### [KUTIPAN TERPILIH]
Alasan-alasan bagi Israel menggantikan bangsa-bangsa  jahat yang berdiam didalam tanah  yang dijanjikan bagi Israel oleh Tuhan secara jelas  telah dinyatakan dalam Kitab Suci. Berkata kepada Israel, Tuhan berkata : ” Janganlah engkau berkata dalam hatimu, apabila TUHAN, Allahmu, telah mengusir mereka dari hadapanmu: Karena jasa-jasakulah TUHAN membawa aku masuk menduduki negeri ini; padahal karena kefasikan bangsa-bangsa itulah TUHAN menghalau mereka dari hadapanmu. Bukan karena jasa-jasamu atau karena kebenaran hatimu engkau masuk menduduki negeri mereka, tetapi karena kefasikan bangsa-bangsa itulah, TUHAN, Allahmu, menghalau mereka dari hadapanmu, dan supaya TUHAN menepati janji yang diikrarkan-Nya dengan sumpah kepada nenek moyangmu, yakni Abraham, Ishak dan Yakub” ( Ulangan 9:4-5; Lihat juga Ulangan 18:9-12 dan Imamat 18:24-25).

### [DESKRIPSI TUGAS]
Bisakah Anda menuliskan ulang bagian kutipan di atas, mulai dari "Alasan-alasan bagi Israel" dan terus sampai "dan Imamat 18:24-25).", dengan mengganti "kefasikan" menjadi "kejahatan"?

### [BARIS DATA]
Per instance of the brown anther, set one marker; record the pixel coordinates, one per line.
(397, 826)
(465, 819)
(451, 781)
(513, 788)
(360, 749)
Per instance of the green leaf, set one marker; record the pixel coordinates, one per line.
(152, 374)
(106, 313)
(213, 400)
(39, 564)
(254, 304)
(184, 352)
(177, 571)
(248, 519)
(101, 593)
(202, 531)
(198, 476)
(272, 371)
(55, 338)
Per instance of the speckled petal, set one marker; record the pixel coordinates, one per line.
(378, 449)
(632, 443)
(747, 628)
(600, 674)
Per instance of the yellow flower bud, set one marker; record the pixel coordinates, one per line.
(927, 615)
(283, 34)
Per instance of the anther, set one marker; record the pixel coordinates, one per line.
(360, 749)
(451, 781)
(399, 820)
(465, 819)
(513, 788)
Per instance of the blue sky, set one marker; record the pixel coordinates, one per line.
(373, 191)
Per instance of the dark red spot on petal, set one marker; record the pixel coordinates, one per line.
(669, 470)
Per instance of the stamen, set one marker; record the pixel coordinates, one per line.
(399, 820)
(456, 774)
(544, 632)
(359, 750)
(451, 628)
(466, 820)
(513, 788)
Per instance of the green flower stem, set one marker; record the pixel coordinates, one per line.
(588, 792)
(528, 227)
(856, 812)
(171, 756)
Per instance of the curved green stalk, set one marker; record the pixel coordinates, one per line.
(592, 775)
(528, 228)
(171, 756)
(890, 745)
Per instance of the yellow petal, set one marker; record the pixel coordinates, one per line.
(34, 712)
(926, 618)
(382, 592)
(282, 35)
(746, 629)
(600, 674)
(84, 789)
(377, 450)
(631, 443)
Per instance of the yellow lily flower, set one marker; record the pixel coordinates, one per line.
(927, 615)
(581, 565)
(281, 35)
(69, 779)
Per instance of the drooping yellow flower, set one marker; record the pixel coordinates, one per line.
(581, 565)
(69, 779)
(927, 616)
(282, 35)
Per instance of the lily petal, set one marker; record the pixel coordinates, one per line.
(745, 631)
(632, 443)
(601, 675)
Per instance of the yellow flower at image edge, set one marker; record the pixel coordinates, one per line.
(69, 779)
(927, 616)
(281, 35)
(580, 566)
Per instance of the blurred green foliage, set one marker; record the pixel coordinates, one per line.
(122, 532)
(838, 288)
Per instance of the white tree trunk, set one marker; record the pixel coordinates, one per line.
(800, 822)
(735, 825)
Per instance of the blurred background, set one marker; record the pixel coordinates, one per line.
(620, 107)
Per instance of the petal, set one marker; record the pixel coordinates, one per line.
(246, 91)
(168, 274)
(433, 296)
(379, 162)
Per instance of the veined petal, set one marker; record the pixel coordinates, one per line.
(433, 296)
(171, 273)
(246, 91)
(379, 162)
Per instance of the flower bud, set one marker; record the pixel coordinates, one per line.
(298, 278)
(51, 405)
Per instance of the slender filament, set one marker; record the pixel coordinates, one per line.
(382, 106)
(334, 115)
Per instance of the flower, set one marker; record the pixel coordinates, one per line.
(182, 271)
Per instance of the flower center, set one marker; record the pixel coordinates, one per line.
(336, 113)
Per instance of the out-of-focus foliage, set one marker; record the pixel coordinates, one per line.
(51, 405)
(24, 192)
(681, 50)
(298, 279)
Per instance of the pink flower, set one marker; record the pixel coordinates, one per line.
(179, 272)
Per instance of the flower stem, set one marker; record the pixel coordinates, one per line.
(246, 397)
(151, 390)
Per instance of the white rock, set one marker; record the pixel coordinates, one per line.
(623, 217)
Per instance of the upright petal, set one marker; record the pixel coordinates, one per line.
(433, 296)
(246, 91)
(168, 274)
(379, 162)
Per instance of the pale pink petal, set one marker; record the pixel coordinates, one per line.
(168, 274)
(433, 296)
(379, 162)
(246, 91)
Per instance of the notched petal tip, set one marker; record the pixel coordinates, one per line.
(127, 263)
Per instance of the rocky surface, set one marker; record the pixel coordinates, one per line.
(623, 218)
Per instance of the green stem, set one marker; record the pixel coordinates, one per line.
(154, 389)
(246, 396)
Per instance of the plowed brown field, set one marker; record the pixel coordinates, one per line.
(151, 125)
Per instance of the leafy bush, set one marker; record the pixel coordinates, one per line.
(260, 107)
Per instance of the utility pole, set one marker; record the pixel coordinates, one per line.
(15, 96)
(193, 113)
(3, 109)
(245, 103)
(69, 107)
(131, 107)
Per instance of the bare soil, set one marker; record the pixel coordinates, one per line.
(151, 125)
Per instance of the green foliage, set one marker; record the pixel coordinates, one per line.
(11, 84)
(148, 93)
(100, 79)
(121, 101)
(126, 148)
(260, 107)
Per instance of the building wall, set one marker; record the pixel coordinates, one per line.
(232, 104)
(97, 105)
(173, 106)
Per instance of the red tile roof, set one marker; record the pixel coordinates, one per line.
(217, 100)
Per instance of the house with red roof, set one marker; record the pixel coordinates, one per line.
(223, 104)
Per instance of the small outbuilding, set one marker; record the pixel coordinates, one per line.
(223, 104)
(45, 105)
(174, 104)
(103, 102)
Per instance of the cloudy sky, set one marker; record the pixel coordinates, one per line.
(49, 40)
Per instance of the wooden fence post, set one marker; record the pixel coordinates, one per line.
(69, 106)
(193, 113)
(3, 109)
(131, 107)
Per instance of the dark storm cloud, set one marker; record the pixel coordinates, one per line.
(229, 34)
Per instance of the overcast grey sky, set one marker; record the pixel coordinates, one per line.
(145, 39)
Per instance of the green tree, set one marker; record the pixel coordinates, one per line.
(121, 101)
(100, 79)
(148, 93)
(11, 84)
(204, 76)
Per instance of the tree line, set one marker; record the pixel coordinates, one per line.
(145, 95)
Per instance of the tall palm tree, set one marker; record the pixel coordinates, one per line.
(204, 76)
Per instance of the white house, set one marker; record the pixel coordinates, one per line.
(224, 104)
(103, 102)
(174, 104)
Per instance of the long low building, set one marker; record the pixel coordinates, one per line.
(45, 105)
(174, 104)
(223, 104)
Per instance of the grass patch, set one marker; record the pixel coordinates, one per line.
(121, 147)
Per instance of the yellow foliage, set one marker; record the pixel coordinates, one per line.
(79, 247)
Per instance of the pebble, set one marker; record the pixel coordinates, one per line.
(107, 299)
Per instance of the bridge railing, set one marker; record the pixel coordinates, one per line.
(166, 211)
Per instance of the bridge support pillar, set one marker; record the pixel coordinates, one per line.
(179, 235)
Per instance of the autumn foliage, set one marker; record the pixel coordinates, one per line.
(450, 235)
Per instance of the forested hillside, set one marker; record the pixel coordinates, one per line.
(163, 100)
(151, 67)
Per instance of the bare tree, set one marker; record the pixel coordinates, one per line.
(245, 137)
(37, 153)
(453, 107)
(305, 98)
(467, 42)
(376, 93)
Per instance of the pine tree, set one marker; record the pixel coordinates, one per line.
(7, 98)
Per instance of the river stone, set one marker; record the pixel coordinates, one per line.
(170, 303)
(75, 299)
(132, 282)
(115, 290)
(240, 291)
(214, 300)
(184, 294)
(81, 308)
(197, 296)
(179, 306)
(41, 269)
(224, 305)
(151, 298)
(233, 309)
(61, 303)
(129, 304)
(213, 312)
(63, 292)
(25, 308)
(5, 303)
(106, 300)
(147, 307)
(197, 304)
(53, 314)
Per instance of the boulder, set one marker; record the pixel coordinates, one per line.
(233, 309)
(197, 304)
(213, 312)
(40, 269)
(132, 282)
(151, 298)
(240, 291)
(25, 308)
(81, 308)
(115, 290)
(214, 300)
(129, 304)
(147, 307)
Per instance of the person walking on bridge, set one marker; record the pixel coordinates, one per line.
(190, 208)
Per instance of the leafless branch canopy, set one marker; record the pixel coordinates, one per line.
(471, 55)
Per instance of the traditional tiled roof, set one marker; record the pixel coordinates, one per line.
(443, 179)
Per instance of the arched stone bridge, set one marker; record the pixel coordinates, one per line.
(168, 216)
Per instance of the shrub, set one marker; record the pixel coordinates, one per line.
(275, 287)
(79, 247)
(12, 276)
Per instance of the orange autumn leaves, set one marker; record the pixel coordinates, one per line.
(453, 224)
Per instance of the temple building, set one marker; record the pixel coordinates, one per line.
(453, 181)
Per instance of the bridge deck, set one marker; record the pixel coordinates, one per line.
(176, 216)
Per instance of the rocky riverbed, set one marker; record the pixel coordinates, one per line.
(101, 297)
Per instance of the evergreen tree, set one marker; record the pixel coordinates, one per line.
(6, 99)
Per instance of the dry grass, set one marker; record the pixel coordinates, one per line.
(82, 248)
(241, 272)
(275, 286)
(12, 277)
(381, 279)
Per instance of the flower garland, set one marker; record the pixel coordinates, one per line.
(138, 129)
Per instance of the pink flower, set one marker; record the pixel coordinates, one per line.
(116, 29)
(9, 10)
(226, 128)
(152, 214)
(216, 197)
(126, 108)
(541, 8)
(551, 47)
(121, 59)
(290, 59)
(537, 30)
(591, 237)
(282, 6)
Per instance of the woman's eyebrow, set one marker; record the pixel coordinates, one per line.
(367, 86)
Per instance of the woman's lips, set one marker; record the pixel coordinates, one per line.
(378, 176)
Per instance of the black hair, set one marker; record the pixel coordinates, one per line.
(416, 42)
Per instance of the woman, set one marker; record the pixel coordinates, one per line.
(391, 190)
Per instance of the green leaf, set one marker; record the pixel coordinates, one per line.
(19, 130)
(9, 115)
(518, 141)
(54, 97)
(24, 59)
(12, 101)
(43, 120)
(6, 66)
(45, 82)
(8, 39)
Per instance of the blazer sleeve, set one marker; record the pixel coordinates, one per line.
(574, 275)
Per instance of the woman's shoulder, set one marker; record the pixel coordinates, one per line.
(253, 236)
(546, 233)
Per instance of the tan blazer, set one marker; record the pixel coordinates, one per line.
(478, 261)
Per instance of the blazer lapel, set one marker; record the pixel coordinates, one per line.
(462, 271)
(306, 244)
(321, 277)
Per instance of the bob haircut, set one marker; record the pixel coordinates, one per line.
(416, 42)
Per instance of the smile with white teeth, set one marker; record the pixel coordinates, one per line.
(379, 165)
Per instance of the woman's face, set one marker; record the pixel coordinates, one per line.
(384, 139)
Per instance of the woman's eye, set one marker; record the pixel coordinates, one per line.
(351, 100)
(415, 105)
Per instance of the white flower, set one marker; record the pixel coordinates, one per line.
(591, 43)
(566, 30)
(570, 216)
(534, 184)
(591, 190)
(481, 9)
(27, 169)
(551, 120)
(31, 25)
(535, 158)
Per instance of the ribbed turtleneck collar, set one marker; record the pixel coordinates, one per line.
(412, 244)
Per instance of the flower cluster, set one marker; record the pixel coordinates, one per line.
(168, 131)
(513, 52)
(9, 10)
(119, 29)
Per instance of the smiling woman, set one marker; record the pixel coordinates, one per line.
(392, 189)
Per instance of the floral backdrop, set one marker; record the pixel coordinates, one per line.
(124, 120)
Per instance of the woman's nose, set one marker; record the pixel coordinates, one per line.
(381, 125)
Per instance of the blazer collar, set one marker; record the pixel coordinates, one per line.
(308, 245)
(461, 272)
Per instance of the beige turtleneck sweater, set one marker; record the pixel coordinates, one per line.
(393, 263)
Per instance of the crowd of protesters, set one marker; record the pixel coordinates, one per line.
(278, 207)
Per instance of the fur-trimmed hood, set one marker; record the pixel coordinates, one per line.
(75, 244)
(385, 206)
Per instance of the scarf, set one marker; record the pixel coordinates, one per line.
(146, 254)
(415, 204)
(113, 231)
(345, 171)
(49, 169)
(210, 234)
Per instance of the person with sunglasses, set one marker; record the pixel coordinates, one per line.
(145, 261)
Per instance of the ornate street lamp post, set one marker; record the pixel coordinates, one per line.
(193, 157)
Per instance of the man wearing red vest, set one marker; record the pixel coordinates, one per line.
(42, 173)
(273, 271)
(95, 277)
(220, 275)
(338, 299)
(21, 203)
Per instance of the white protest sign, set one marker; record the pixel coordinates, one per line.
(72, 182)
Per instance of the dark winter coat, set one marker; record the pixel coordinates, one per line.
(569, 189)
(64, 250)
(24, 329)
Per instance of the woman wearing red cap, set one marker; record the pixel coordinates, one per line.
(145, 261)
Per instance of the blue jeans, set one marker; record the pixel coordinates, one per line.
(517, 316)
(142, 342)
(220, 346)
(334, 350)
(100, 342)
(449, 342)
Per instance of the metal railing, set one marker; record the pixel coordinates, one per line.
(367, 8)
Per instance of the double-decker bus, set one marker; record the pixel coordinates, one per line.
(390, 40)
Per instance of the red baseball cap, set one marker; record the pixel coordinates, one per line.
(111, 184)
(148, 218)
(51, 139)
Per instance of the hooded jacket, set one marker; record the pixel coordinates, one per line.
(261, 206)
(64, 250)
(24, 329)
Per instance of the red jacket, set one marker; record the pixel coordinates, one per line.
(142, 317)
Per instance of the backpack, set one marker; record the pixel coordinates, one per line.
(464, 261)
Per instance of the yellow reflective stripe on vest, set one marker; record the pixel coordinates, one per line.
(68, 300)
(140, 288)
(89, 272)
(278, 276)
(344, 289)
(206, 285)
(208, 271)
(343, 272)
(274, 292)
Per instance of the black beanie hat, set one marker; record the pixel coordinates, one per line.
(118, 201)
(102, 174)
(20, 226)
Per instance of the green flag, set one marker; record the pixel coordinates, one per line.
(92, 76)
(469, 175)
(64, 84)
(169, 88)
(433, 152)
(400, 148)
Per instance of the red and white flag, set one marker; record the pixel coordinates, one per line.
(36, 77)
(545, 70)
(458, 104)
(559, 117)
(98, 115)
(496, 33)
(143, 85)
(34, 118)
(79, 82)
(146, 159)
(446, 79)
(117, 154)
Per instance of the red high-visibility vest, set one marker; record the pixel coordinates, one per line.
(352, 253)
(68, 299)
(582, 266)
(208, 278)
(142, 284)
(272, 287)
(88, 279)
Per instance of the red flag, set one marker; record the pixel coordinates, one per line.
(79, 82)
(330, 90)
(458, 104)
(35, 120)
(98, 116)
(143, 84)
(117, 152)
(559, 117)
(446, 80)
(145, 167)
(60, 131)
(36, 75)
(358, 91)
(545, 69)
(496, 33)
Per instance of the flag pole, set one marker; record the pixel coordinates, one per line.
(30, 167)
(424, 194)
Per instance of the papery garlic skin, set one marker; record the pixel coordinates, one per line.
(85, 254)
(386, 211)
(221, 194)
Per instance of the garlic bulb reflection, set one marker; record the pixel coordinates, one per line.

### [HASIL TUGAS]
Alasan-alasan bagi Israel menggantikan bangsa-bangsa  jahat yang berdiam didalam tanah  yang dijanjikan bagi Israel oleh Tuhan secara jelas  telah dinyatakan dalam Kitab Suci. Berkata kepada Israel, Tuhan berkata : ” Janganlah engkau berkata dalam hatimu, apabila TUHAN, Allahmu, telah mengusir mereka dari hadapanmu: Karena jasa-jasakulah TUHAN membawa aku masuk menduduki negeri ini; padahal karena kejahatan bangsa-bangsa itulah TUHAN menghalau mereka dari hadapanmu. Bukan karena jasa-jasamu atau karena kebenaran hatimu engkau masuk menduduki negeri mereka, tetapi karena kejahatan bangsa-bangsa itulah, TUHAN, Allahmu, menghalau mereka dari hadapanmu, dan supaya TUHAN menepati janji yang diikrarkan-Nya dengan sumpah kepada nenek moyangmu, yakni Abraham, Ishak dan Yakub” ( Ulangan 9:4-5; Lihat juga Ulangan 18:9-12 dan Imamat 18:24-25).